Task details: Quote every item below word for word, line by line.

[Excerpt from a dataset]
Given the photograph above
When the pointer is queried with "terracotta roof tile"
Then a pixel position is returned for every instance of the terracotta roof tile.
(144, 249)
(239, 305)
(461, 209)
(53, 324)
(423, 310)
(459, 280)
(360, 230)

Right answer:
Given the photograph above
When the pointer is queried with "terracotta roof tile"
Then a pixel position is returned for every instance of the terracotta roof tile.
(144, 249)
(239, 305)
(461, 209)
(53, 324)
(423, 310)
(459, 280)
(360, 230)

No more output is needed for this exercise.